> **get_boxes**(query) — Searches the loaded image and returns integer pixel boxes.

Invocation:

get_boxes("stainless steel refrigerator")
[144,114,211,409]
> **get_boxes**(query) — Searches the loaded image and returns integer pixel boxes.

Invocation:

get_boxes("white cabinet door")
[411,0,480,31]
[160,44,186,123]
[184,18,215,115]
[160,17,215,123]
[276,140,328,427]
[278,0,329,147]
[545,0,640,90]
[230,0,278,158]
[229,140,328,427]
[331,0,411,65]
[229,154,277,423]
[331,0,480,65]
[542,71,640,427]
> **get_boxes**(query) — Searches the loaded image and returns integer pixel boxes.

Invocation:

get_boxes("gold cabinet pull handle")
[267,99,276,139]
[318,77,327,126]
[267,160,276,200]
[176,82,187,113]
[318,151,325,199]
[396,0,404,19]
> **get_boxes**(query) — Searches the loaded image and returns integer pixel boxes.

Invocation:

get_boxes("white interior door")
**********
▸ TASK BRIEF
Return every line of the entries above verbatim, from the first invocation through the last.

▸ WRITTEN ANSWER
> **get_boxes**(query) — Searches the loaded image and returns integer pixel boxes.

Invocation:

get_boxes("stainless steel refrigerator")
[144,114,211,409]
> **get_boxes**(query) — Searches the loaded image and returns integer pixel boxes.

Invocation:

get_boxes("white cabinet door")
[411,0,480,31]
[160,44,186,123]
[184,18,215,115]
[160,17,215,123]
[276,140,328,427]
[278,0,329,147]
[545,0,640,90]
[230,0,278,158]
[229,140,328,427]
[331,0,411,65]
[229,154,277,423]
[331,0,480,65]
[542,71,640,427]
> **get_boxes**(query) — Searches the loaded image and returns integer pixel boxes.

Invocation:

get_boxes("gold cabinet pull handle")
[267,99,276,139]
[318,77,327,126]
[267,160,276,200]
[176,82,187,113]
[318,151,325,199]
[396,0,404,19]
> **get_boxes**(query) — Searches the loaded image and returns integer pixel boxes.

Invocation:

get_boxes("white interior door")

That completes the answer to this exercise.